-- START OF ITEMS --
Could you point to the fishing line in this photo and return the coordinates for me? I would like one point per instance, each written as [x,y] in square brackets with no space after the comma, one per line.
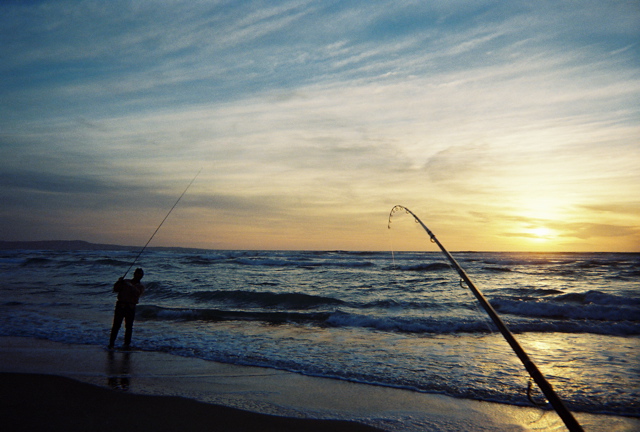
[157,229]
[557,403]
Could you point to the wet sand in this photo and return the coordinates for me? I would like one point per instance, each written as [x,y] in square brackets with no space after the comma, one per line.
[54,386]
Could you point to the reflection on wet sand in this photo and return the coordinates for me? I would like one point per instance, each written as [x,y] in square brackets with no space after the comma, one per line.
[119,370]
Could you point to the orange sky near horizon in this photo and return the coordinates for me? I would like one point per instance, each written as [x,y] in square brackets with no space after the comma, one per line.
[504,127]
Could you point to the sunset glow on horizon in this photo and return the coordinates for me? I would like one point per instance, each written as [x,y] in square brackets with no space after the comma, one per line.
[504,126]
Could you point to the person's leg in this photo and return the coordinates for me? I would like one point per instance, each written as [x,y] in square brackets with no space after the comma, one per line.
[118,316]
[129,316]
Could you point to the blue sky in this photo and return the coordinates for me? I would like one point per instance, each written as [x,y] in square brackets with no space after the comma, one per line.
[503,125]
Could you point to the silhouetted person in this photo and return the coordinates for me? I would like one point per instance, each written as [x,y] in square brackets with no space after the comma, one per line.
[129,291]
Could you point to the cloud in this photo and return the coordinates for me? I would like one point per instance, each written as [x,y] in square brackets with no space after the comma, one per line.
[299,110]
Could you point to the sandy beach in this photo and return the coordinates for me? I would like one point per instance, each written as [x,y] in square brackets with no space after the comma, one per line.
[53,386]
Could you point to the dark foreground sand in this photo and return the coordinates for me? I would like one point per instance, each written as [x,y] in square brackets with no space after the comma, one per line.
[33,402]
[50,386]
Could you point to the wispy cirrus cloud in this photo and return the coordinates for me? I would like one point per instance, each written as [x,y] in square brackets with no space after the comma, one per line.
[299,110]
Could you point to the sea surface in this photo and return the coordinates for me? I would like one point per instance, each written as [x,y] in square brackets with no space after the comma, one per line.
[398,319]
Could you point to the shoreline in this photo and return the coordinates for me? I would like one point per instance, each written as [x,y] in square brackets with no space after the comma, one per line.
[234,393]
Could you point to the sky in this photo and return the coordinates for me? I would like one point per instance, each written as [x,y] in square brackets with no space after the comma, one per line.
[504,125]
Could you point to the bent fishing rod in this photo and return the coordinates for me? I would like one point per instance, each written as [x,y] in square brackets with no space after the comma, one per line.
[157,229]
[555,401]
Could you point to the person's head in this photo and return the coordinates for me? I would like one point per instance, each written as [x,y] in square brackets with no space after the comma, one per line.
[138,274]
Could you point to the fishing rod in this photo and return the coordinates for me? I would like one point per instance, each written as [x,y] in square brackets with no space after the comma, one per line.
[165,218]
[557,403]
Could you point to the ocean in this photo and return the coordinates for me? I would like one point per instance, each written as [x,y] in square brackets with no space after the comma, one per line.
[399,319]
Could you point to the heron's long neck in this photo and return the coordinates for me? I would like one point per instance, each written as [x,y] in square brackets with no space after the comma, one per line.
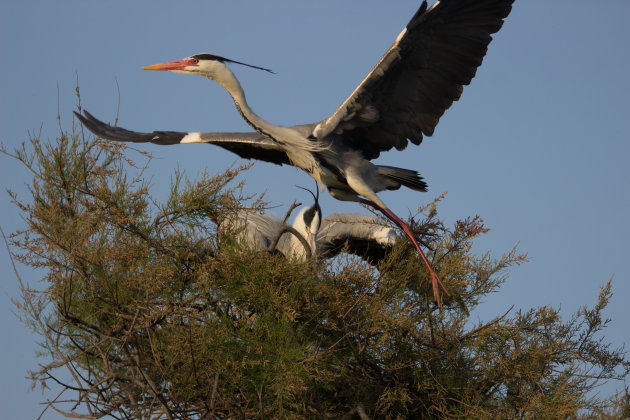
[227,79]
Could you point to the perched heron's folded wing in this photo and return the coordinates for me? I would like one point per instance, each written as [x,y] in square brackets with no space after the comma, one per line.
[358,234]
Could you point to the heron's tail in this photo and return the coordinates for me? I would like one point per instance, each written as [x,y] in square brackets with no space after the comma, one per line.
[407,177]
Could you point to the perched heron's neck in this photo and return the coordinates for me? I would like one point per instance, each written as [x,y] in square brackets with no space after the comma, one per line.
[228,80]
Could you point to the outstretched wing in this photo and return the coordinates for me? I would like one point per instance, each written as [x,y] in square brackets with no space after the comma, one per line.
[418,78]
[357,234]
[247,145]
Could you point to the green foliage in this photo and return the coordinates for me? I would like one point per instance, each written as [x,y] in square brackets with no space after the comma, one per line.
[153,313]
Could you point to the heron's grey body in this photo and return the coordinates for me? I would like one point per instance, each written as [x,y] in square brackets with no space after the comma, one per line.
[354,233]
[400,100]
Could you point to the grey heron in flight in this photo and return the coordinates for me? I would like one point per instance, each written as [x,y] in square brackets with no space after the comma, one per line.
[354,233]
[399,101]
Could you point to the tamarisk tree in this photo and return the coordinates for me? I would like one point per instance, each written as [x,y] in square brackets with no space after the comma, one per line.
[144,310]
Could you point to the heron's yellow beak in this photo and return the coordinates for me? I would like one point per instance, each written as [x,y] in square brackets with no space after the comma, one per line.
[171,65]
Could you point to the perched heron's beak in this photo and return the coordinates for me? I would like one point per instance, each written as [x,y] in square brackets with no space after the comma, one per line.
[171,65]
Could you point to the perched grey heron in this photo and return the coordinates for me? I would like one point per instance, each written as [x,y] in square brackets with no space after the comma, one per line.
[400,100]
[354,233]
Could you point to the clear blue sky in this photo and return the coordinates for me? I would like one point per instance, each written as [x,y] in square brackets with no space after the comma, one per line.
[538,145]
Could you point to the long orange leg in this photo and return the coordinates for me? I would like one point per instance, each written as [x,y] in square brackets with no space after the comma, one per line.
[435,280]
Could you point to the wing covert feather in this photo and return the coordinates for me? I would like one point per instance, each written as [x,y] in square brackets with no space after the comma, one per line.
[418,78]
[250,145]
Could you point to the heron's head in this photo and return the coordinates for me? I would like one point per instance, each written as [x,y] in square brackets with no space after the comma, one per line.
[308,221]
[209,65]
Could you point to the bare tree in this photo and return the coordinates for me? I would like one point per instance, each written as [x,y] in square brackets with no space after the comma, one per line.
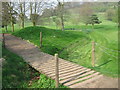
[85,12]
[61,12]
[5,15]
[22,13]
[36,8]
[13,13]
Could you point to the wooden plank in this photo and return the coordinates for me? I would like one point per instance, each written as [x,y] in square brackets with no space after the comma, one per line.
[75,74]
[77,80]
[62,72]
[70,79]
[85,82]
[65,74]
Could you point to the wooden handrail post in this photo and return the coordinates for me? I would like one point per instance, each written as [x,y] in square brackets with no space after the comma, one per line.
[3,41]
[93,54]
[40,39]
[57,71]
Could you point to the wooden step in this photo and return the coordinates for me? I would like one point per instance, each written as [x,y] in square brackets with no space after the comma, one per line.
[80,79]
[85,82]
[75,74]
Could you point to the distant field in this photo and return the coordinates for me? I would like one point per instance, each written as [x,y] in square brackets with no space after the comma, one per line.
[75,45]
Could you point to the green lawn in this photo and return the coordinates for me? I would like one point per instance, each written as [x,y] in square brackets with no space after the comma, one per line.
[75,45]
[18,74]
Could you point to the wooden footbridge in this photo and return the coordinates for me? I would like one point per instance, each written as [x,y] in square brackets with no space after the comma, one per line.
[70,74]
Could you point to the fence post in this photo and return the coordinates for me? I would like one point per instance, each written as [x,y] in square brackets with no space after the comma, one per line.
[57,71]
[3,41]
[40,39]
[93,54]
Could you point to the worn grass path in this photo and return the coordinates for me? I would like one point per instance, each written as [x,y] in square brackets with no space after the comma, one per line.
[70,74]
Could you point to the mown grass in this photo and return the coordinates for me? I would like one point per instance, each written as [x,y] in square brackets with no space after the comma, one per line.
[18,74]
[75,45]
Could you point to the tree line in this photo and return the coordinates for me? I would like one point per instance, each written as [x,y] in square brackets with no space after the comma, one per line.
[59,12]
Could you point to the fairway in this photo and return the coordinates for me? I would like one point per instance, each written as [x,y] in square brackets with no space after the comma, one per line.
[76,45]
[60,44]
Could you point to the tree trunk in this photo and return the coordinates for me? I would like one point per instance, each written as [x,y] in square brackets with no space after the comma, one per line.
[6,28]
[12,27]
[62,18]
[62,22]
[34,24]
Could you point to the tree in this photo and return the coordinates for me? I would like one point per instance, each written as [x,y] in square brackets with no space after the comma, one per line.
[38,9]
[12,14]
[22,13]
[93,20]
[85,12]
[5,15]
[60,13]
[112,15]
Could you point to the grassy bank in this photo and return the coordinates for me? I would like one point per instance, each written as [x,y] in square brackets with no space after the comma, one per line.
[75,45]
[18,74]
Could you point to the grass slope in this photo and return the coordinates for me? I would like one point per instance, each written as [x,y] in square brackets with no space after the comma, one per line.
[18,74]
[75,45]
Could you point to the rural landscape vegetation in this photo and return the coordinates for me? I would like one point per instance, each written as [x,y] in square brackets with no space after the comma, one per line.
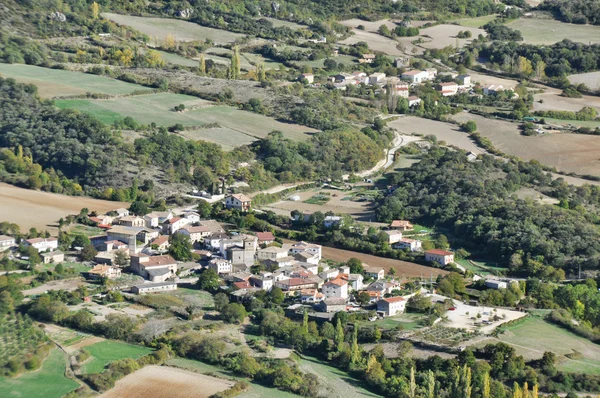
[319,198]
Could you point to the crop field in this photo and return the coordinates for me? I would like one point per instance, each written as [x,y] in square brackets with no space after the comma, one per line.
[157,108]
[181,30]
[549,31]
[591,79]
[104,352]
[47,382]
[577,153]
[441,36]
[42,210]
[255,390]
[53,83]
[162,381]
[475,22]
[534,335]
[447,132]
[334,382]
[403,268]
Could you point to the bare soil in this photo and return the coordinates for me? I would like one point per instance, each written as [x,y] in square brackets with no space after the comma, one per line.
[165,382]
[42,210]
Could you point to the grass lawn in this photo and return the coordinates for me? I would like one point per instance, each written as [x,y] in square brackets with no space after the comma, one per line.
[334,382]
[548,31]
[158,108]
[57,82]
[255,391]
[107,351]
[475,22]
[47,382]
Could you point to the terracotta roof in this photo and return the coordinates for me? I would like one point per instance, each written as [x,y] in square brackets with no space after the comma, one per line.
[265,236]
[439,252]
[396,299]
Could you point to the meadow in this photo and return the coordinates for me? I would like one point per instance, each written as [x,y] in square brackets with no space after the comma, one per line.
[180,29]
[47,382]
[549,31]
[53,83]
[157,108]
[104,352]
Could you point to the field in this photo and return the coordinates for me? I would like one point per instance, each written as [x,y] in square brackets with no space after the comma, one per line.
[157,108]
[255,391]
[443,131]
[53,83]
[334,382]
[403,268]
[534,336]
[42,210]
[441,36]
[162,382]
[181,30]
[104,352]
[475,22]
[47,382]
[576,153]
[591,79]
[549,31]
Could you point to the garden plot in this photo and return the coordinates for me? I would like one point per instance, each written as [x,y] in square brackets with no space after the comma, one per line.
[162,382]
[571,153]
[550,31]
[181,30]
[53,83]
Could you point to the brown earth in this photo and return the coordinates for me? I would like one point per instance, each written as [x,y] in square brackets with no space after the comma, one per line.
[42,210]
[165,382]
[403,268]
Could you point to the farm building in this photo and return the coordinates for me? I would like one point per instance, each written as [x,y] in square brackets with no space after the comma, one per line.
[154,287]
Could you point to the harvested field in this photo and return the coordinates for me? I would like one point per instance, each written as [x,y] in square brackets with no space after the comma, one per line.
[157,108]
[550,31]
[441,36]
[53,83]
[162,381]
[450,133]
[591,79]
[571,153]
[42,210]
[553,101]
[403,268]
[182,30]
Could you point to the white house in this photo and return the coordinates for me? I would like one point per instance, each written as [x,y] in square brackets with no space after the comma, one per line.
[439,256]
[415,76]
[239,202]
[376,77]
[405,243]
[391,306]
[6,242]
[394,236]
[220,265]
[335,288]
[42,244]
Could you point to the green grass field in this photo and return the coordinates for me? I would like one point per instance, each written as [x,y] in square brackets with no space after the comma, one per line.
[334,382]
[58,83]
[47,382]
[157,108]
[534,335]
[548,31]
[107,351]
[475,22]
[255,391]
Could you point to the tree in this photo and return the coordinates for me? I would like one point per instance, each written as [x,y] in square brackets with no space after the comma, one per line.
[180,247]
[88,252]
[221,300]
[233,313]
[208,280]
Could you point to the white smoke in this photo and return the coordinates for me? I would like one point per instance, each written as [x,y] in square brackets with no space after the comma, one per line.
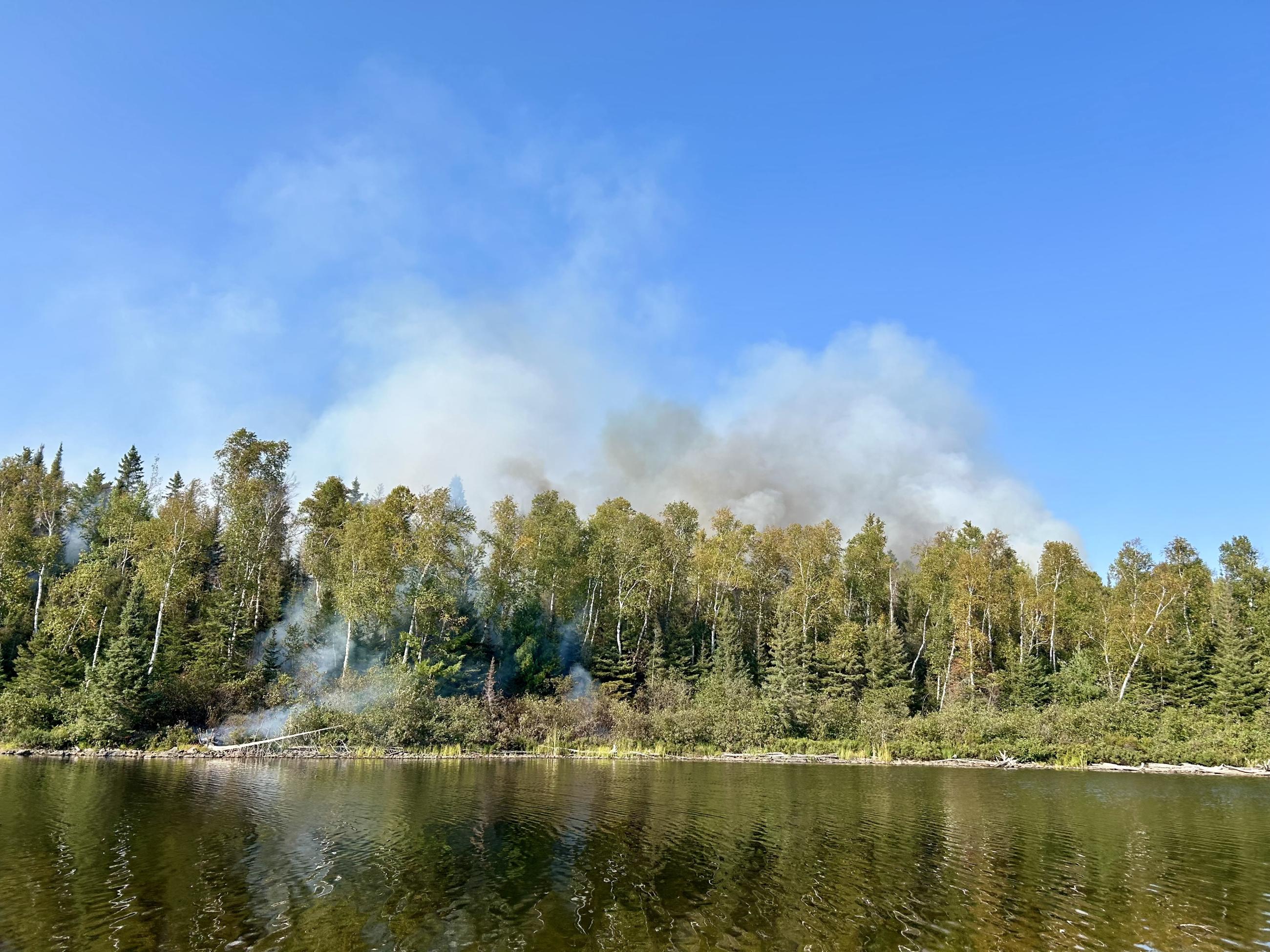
-- END OF ITEMS --
● **TASK DIRECTIONS**
Give the number of lines in the data above that contain the string "orange", counting only matches with the same case. Reply with the number alone.

● **CORRECT RESULT**
2